# Exercise prompt
Each entry below must appear in the answer exactly as written.

[Stored records]
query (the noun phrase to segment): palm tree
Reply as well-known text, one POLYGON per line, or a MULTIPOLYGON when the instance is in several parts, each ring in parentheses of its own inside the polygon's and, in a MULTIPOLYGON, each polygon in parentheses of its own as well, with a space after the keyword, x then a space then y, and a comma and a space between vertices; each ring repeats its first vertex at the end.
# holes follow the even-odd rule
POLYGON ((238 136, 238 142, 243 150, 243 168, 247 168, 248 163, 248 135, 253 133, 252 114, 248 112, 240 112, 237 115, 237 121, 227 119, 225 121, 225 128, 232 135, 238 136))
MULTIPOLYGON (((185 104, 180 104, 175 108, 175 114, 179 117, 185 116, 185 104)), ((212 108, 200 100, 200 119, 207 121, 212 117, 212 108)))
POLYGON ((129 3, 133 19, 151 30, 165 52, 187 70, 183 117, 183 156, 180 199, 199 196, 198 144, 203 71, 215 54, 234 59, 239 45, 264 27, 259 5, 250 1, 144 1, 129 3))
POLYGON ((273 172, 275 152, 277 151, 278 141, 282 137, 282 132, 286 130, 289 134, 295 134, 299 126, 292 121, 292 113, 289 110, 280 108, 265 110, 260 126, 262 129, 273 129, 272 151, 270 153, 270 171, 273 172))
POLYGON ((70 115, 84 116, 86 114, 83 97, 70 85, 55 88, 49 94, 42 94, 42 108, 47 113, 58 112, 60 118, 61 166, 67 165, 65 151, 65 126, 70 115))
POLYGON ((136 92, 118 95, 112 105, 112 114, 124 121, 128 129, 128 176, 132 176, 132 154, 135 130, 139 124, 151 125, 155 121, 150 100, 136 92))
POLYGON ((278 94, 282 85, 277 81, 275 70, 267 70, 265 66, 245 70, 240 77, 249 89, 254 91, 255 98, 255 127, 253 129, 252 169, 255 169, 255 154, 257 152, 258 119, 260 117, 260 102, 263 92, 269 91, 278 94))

# Task result
query (the noun phrase to segment): palm tree
Reply as well-known text, one POLYGON per line, or a MULTIPOLYGON when the instance is in several parts, each ring in parentheses of its own inside the polygon's and, in a MULTIPOLYGON, each polygon in parentheses of its own as well, with a space after the keyword, x then a space then y, and a comma and a space between vertices; each ring repeats its first vertex at the end.
# holes follow the even-odd rule
POLYGON ((238 136, 238 142, 243 150, 243 168, 247 168, 248 163, 248 135, 253 133, 252 114, 248 112, 240 112, 237 115, 237 121, 227 119, 225 121, 225 128, 232 135, 238 136))
MULTIPOLYGON (((185 104, 180 104, 175 108, 175 114, 179 117, 185 116, 185 104)), ((212 108, 200 100, 200 119, 207 121, 212 117, 212 108)))
POLYGON ((129 3, 133 19, 151 30, 165 52, 187 70, 183 117, 183 156, 180 199, 199 196, 198 144, 203 71, 215 54, 234 59, 239 45, 264 27, 259 5, 250 1, 144 1, 129 3))
POLYGON ((273 172, 275 152, 277 151, 278 141, 282 137, 282 132, 286 130, 289 134, 295 134, 299 126, 292 121, 292 113, 289 110, 280 108, 265 110, 260 126, 262 129, 273 129, 272 151, 270 153, 270 171, 273 172))
POLYGON ((70 115, 84 116, 86 114, 83 97, 70 85, 55 88, 49 94, 42 94, 42 108, 47 113, 58 112, 60 118, 61 166, 67 165, 65 151, 65 126, 70 115))
POLYGON ((136 92, 118 95, 112 105, 112 114, 124 121, 128 129, 128 176, 132 176, 132 154, 135 130, 139 124, 151 125, 155 121, 150 100, 136 92))
POLYGON ((278 94, 282 85, 277 81, 275 70, 267 70, 265 66, 245 70, 240 77, 249 89, 254 91, 255 98, 255 127, 253 129, 252 169, 255 169, 255 154, 257 152, 258 119, 260 117, 260 102, 263 92, 269 91, 278 94))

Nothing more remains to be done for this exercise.